§ DIRECTIVE 1
How would you translate this sentence from the essay on the 2024 election into Spanish: "Like Lyndon Johnson, Joe Biden abdicated."

§ QUOTED TEXT
########
Photo by Herman Melville.

Dodging a Draft of 2024

For much of my adult life, I’ve been told I’m stuck in the past.

Most friends and casual acquaintances intend that as a compliment, but even when it isn’t, I agree. This past year, on top of all the time I spent in the 16th Century Renaissance and in 17th Century witch-trials, I’ve been stuck in 1968.

Comparisons of this year’s election, both before and after the results, to previous American presidential elections are easy to find. Favorites so far have been 1960 and 2000. Some have compared it to the most notorious transfer of power in Europe just under a century ago. As just did happen here, what happened in Germany, 1933, was preceded by a failed coup d’etat and the eventual rise to power of a convicted felon who led that attempt, who turned minorities into scapegoats and convinced the public not to believe a lugenpresse (lying press). For an American comparison, I’m impressed by the current (December) issue of Harper’s which makes a compelling case for 1856 as a forerunner of what we have just experienced.*

Still, my choice is 1968. Like Lyndon Johnson, Joe Biden abdicated. Like Richard Nixon, Donald Trump had been elected to a national office, and then voted out. Just as Nixon boasted of “a secret plan to end the war,” Trump claimed–and still claims–he can end Russia’s war on Ukraine. Like Spiro Agnew, JD Vance was–and is–a rabid attack-dog. Like Edmund Muskie, Tim Walz was a breath of fresh air. Like Hubert Humphrey, Kamala Harris walked a fine line trying to reconcile her role in the current administration with establishing plans for her own. And just as the war in Vietnam fractured the Democrats then, the war in Gaza, the cause of campus protests from coast to coast, split them now.

Another similarity may be viewed as a sharp difference. Unlike Israel’s war on Gaza, American troops fought in Vietnam, and most of them had been drafted. After reading and hearing the history of Southeast Asia–French colonization, Ho Chi Minh’s appeal to the US to support independence, the tin and tungsten coveted by US corporations which outweighed that democratic appeal, Eisenhower’s admission that Ho Chi Minh would have won a national, north and south, election–many of us avoided the draft.

And so the slur “draft dodgers” named a target of Republicans as much as the slur “illegal aliens” has been in recent years.

Technically, I was not a dodger. With a student deferment when Nixon turned the draft into a lottery, I drew a high number that guaranteed I’d never be called, and my 2S was reclassified as 1F. But I did send one card back to the draft board in Lawrence with an invitation to “come and get me” before rolling the other into a joint to smoke with a friend and a few hippies at the Newport Jazz Festival. So I wasn’t dodging, I was doing the opposite. I was targeting. I never heard from the draft board, perhaps because my uncle was on it. And that joint was rough, but I think we all got high on the idea.

While there’s nothing like that these days, we do have dodgers. Democracy Dodgers, eligible voters who did not vote, who do not keep themselves informed of civic affairs in a nation that is constitutionally founded on public awareness and participation. In effect, they have forfeited self-governance.
########
§ DATASET ROWS
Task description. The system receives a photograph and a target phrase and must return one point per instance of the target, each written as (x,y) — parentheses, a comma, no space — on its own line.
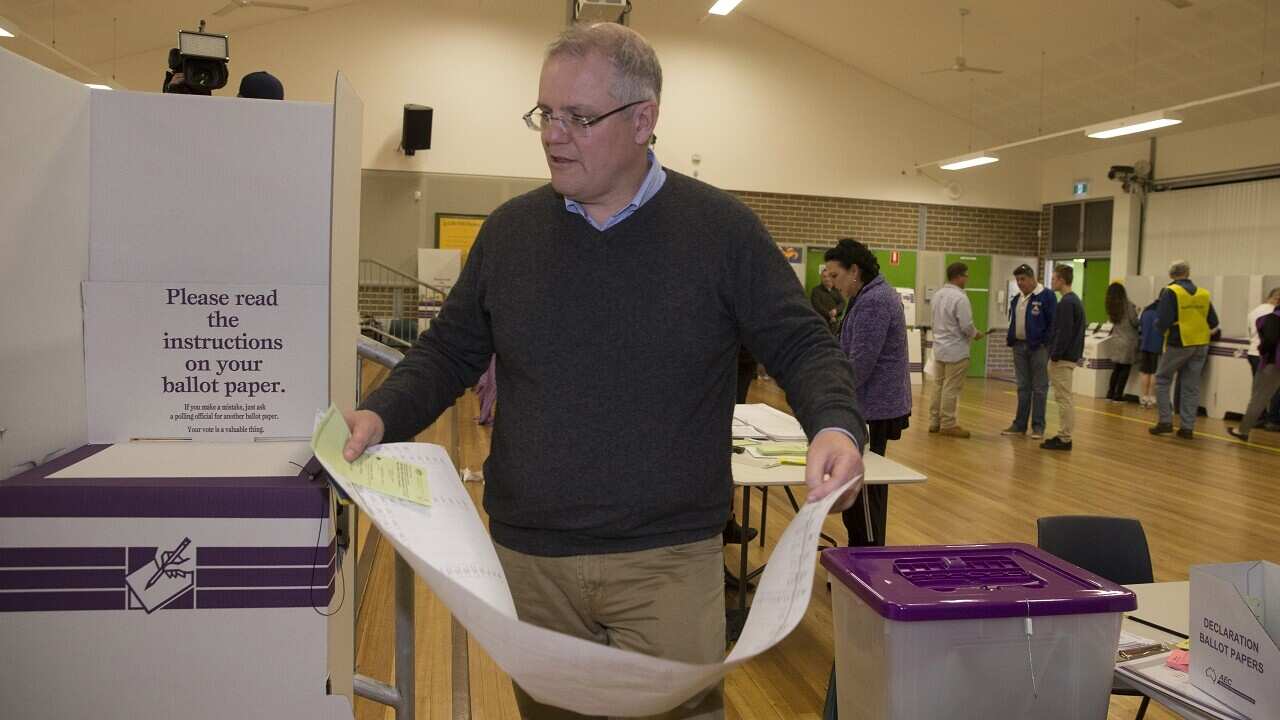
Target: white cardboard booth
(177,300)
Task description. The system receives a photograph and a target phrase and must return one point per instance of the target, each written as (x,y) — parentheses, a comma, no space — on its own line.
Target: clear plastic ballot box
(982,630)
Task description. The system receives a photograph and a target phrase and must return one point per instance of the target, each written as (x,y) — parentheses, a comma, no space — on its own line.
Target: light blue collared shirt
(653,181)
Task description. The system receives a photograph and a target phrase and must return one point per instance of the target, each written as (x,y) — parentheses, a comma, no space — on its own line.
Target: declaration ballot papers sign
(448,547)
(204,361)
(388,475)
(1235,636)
########
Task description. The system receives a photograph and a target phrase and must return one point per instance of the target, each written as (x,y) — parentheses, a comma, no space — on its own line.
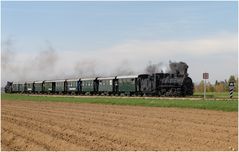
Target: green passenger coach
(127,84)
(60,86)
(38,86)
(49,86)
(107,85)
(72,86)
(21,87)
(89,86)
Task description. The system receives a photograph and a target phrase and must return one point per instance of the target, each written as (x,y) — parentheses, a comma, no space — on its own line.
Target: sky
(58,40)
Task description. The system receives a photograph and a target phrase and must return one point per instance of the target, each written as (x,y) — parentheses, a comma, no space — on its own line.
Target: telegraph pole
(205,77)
########
§ DIRECTIVE 2
Gather every line of the records that contains the string "ballot", treating uppercase and lowercase as different.

§ TASK ANSWER 1
Al igual que Lyndon Johnson, Joe Biden abdicó.

§ TASK ANSWER 2
Target: clear plastic ballot box
Target: declaration ballot papers sign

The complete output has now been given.